(begin)

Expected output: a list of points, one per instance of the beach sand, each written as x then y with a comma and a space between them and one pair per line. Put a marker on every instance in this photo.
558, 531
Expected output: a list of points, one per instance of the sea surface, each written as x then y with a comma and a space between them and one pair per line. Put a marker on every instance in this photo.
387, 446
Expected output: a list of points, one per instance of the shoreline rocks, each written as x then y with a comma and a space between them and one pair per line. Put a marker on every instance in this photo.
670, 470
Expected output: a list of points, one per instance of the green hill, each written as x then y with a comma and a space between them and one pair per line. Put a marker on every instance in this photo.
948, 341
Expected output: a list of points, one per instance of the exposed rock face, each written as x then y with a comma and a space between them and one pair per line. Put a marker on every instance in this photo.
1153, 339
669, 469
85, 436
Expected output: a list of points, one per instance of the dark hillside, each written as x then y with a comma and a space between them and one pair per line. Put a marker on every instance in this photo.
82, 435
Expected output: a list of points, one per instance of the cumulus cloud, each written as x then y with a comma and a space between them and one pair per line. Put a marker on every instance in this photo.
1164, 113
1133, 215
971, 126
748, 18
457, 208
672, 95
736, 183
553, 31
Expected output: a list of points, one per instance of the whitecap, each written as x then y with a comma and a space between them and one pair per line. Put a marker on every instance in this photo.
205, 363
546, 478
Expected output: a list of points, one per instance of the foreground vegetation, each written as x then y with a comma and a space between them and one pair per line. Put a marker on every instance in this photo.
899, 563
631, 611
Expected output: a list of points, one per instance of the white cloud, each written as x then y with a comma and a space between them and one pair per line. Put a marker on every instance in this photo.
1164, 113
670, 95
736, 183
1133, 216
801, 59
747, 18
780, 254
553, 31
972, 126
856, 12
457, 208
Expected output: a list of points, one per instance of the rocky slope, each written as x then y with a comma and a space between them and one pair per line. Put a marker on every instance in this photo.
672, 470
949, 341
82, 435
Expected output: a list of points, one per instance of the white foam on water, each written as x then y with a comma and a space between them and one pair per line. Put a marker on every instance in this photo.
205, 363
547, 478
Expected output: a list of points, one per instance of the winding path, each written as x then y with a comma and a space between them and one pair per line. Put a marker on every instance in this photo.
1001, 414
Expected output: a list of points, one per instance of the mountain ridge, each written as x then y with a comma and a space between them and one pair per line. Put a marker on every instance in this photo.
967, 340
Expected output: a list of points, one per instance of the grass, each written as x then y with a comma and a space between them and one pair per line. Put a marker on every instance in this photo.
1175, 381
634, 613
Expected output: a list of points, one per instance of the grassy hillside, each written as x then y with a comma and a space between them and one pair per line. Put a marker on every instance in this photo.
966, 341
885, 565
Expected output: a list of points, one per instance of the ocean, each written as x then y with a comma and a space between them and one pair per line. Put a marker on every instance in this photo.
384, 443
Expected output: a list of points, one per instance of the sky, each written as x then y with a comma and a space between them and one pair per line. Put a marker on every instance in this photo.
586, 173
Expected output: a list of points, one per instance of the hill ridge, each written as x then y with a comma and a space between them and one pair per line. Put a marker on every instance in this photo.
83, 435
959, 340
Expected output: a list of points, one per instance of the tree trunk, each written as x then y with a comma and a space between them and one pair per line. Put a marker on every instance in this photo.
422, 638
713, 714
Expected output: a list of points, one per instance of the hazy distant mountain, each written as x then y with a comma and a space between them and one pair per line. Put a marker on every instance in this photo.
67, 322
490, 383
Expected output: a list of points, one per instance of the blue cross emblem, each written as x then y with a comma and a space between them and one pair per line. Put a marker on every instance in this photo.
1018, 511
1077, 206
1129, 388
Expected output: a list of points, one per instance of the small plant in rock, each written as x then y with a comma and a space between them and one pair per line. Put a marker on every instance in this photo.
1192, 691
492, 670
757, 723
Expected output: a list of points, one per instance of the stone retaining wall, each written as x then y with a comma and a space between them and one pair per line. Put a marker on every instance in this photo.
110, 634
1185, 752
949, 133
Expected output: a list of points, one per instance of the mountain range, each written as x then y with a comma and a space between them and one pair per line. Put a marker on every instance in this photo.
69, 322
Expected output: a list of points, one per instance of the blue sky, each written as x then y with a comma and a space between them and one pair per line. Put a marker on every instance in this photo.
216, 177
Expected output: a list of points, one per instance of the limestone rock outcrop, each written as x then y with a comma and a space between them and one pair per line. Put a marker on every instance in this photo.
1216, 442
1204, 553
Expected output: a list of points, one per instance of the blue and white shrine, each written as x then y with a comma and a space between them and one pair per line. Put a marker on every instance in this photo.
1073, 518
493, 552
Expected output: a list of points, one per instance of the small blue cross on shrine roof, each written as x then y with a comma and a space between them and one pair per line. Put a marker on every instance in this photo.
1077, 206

(end)

**Aim**
Reproduce the entire listing above line for line, with no changes.

**Solution**
Expected output: a list of points, one per instance of the beach sand, each written as x then y with a comma and a space between them and one pair per line. Put a marker on every instance in this photo.
558, 531
Expected output: a list of points, one per instance of the sea surface, each written as x then y with a comma and a space between them and one pair per line. Put a marker on every instance in this photo.
387, 446
Expected output: a list of points, one per instance of the shoreline rocks, each written as x then y with a comma and a space between them and one pair per line. Put a marker on every instance in this photo.
670, 470
Expected output: a list of points, one per instance of the green hill, each written as x then y with a comma and a space between them and one pair per line. Put a marker on every instance in this photo.
948, 341
Expected output: a list of points, one per instance of the exposed rock face, each written as x then y with a comma and a space between them and one pair per line. Put a marker on every instance in this photo.
1153, 339
669, 469
85, 436
Expected output: a list of points, one per instance of the dark hillside, each written as x then y with a comma and a space between them and one pair per line. Put a marker on every instance in this photo.
82, 435
Expected output: a list of points, one per instance of the cumulus cloud, each written as x then y with a comma and a space between them and one pair per line. Put a marker on every instance in this photo.
1164, 113
1133, 215
971, 126
748, 18
457, 208
672, 95
736, 183
553, 31
Expected output: a list of points, one per instance of the whitecap, each written as x then y with a comma and a space between them and one pair per line. Put a marker on every instance in this photo.
205, 363
546, 478
Expected output: a list of points, one per instance of the foreground vegetation, each written as x then y with a comma and a space between them and one pair per line. Put a marker on every instance in this photo.
899, 563
631, 611
Expected output: a list of points, one per instance of the white cloud, each written as x then y with a comma and a space between them and one pair per line. Put a marker on every instance in this photo.
1164, 113
670, 95
736, 183
1133, 216
801, 59
747, 18
780, 254
553, 31
972, 126
856, 12
457, 208
Expected output: a list of points, one per instance of the rocky slope, each written as x then y with a comma and a space between them and one pair per line. Put a marker on every instance in this photo.
672, 470
949, 341
82, 435
Expected output: a list of points, one per instance of the white foam on water, each written as x then y with a comma and a space between them and one pair per line. Put a marker on every instance in this photo.
205, 363
547, 478
Expected output: a list of points, one per instance of the winding path, each written as x then y with a comma and a space between them and one pair per line. Put a marker on every instance in this photo.
1001, 414
Expected output: a list of points, one per instance of the mountain ridge, each written as x then y with a comma and a space between them and one pair per line. Put a marker on every instance in this photo.
967, 340
Expected output: a list of points, one per instance of the grass, each written as x then y with a comma and a space between them and one pair per line. Put a marker on every instance in this photo.
1175, 381
634, 613
Expected output: a list of points, one per instance of the grassy hillside, each written as x then y with a comma and a space between them and one pair per line. Put a marker on every instance in this photo.
966, 341
885, 565
Expected output: a list of points, one per instance of the ocean, each written as x then y with a comma and a space between them and one pair per line. Put a marker on every instance in this photo.
384, 443
Expected output: a list of points, one per instance of the sky, each written as x then y with a comma and a space between them and one pair per line. Put a marker on every instance in this photo.
586, 173
Expected output: a list of points, one per instance of the hill ridge, each written as x then y with a comma and a space between them and one pair per line. Put a marker on every instance in this photo.
83, 435
959, 340
Expected output: a list of points, one per instance of the tree trunk, each written as x then y with a comma and a space between them and one pair per line. Put a marker on every instance in this photo.
422, 638
713, 714
Expected output: a list of points, one per instance of the hazy distant mountain, each written as x then y with a comma and a space between them and one pair per line. Put a marker on every instance in this photo.
67, 322
490, 383
Expected output: a list of points, one per instance of the blue cross emblem, each written as x then y with a comma and a space between them and one pair per line. Put a marker on every instance in this photo.
1018, 511
1077, 206
1129, 388
Expected output: a list of points, one per instance of the small plant in rock, each written as x then y with a comma and a space between them and one pair per line. Put a marker on every instance in this photo.
1192, 691
492, 670
757, 723
Expected output: a list of points, one per instance of the stone retaining wall, each written as x then y with a comma and a space between them and one pair per line. Put a marker on every instance in this photo.
110, 634
1185, 752
949, 133
Expected output: a list of points, one per instance of the mountain range, each written as x then y with a comma and a space between them and one pair per line. Put a marker on every instance in this photo.
69, 322
Expected output: a list of points, one per instance of the blue sky, each written as x then y with a comma and a space between them and one pair per line. Put a marker on every instance in this photo.
216, 177
Expected output: a list of points, one per instance of the limestone rock outcrop, each written as x then y with a comma and a space between them and one pair per line. Put a marker on every instance in this photo.
1216, 442
1204, 553
Expected output: a list of points, one per instance of the blue and white shrine, each written as x then y with a comma and a space between them and one pair per line. Put a marker on every instance in this photo.
1073, 518
493, 552
Expected output: a list of points, one per instance of the small blue cross on shrine roof, each written as x then y with a comma and a space between them and one pair per line. Put a marker on every instance in this photo.
1077, 206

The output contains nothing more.